Extract
You can read the article here.

Latest release of The Server Framework: 6.6.2

| 0 Comments
Version 6.6.2 of The Server Framework was released today.

This release is a bug fix and internal feature release which results in lots of change to the OpenSSL, SChannel, Compression and TCP flow control filters. See the release notes here, for full details of all changes.

All clients using earlier versions of both the OpenSSL Option Pack and the SChannel Option Pack are advised to upgrade to this release.

Bug fixes:

  • Bug fixes and potential fixes to all code that used function level non-trivial static objects. These have all been replaced with alternative designs as they were not thread safe and could, in very unlikely scenarios, cause problems. See here for more details.
  • Bug fix for JetByteTools::Win32::IQueueTimers::SetTimerWithRefCountedUserData(). We now wrap the SetTimer() call in a try/catch block and Release() the reference we created with AddRef() if there's an exception.
  • Bug fix to JetByteTools::IO::CBufferChain::AddDataToBufferChain() to allow for passing in an empty list of buffers to add.
  • Bug fix to JetByteTools::IO::CBufferChain::ConsoliateData() to ensure that buffers that we attempt to consolidate are writeable.
  • Bug fix in JetByteTools::Socket::TConnectionManagerBase::ReleaseSocket() to ensure exceptions are trapped appropriately.
  • Bug fix in JetByteTools::Service::CShutdownHandler::Run(). Changed the way we respond to shutdown and pause events (if enabled) so that we only respond to each event once rather than repeatedly routing shutdown events to the service whilst the event is set. This was causing non-paged pool exhaustion in some situations when the service failed to shutdown.

Additions:

  • Added JetByteTools::Win32::CRecursiveDirectorySearch.
  • Added JetByteTools::Win32::CRegistryKey::TryDeleteValue().

Data excerpt
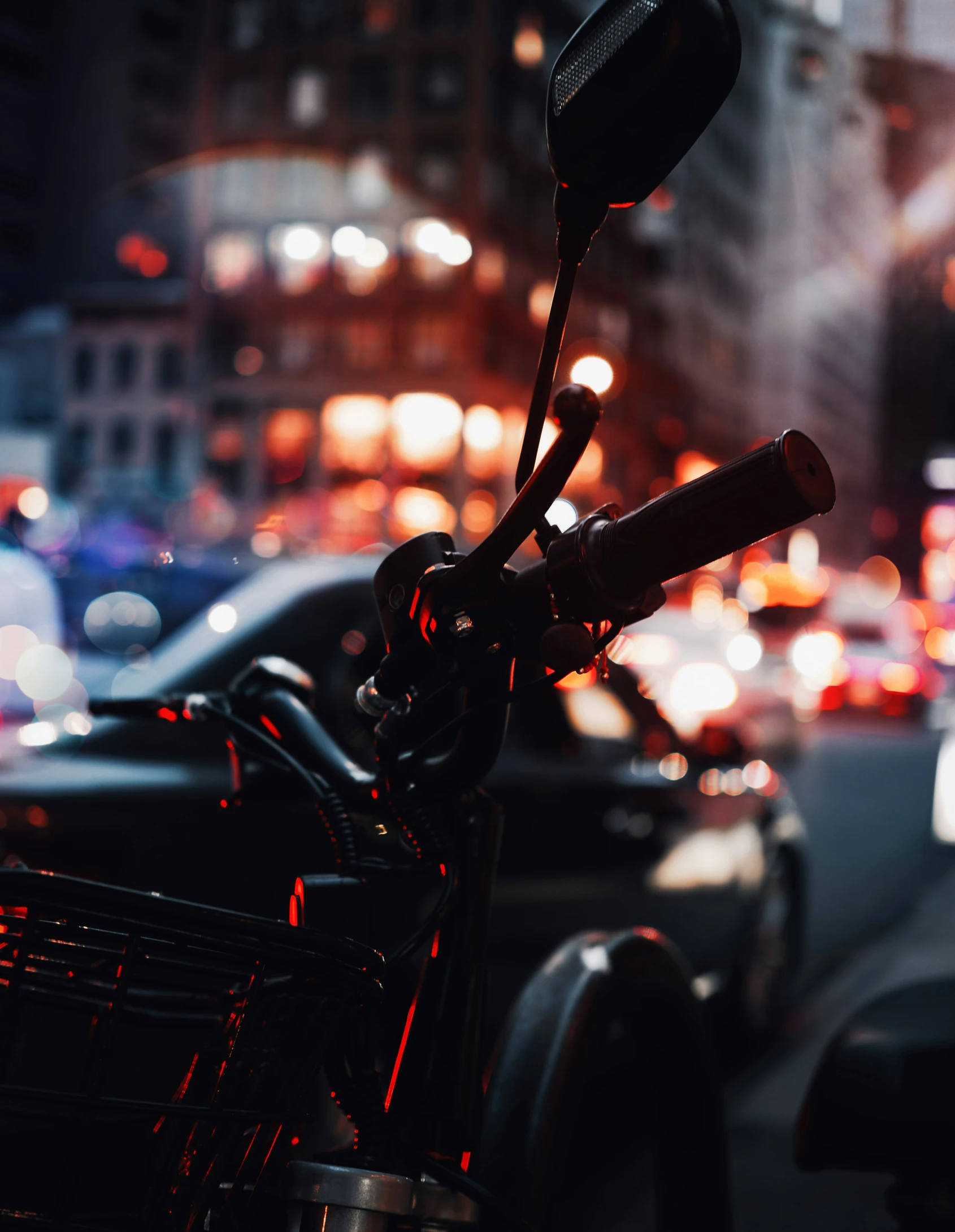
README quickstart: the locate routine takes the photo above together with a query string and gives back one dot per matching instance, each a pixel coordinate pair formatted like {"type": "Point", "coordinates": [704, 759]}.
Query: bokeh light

Exercise instructions
Reproduce the announcement of The Server Framework 6.6.2 release in full, word for word.

Result of this task
You can read the article here.

Latest release of The Server Framework: 6.6.2

| 0 Comments
Version 6.6.2 of The Server Framework was released today.

This release is a bug fix and internal feature release which results in lots of change to the OpenSSL, SChannel, Compression and TCP flow control filters. See the release notes here, for full details of all changes.

All clients using earlier versions of both the OpenSSL Option Pack and the SChannel Option Pack are advised to upgrade to this release.

Bug fixes:

  • Bug fixes and potential fixes to all code that used function level non-trivial static objects. These have all been replaced with alternative designs as they were not thread safe and could, in very unlikely scenarios, cause problems. See here for more details.
  • Bug fix for JetByteTools::Win32::IQueueTimers::SetTimerWithRefCountedUserData(). We now wrap the SetTimer() call in a try/catch block and Release() the reference we created with AddRef() if there's an exception.
  • Bug fix to JetByteTools::IO::CBufferChain::AddDataToBufferChain() to allow for passing in an empty list of buffers to add.
  • Bug fix to JetByteTools::IO::CBufferChain::ConsoliateData() to ensure that buffers that we attempt to consolidate are writeable.
  • Bug fix in JetByteTools::Socket::TConnectionManagerBase::ReleaseSocket() to ensure exceptions are trapped appropriately.
  • Bug fix in JetByteTools::Service::CShutdownHandler::Run(). Changed the way we respond to shutdown and pause events (if enabled) so that we only respond to each event once rather than repeatedly routing shutdown events to the service whilst the event is set. This was causing non-paged pool exhaustion in some situations when the service failed to shutdown.

Additions:

  • Added JetByteTools::Win32::CRecursiveDirectorySearch.
  • Added JetByteTools::Win32::CRegistryKey::TryDeleteValue().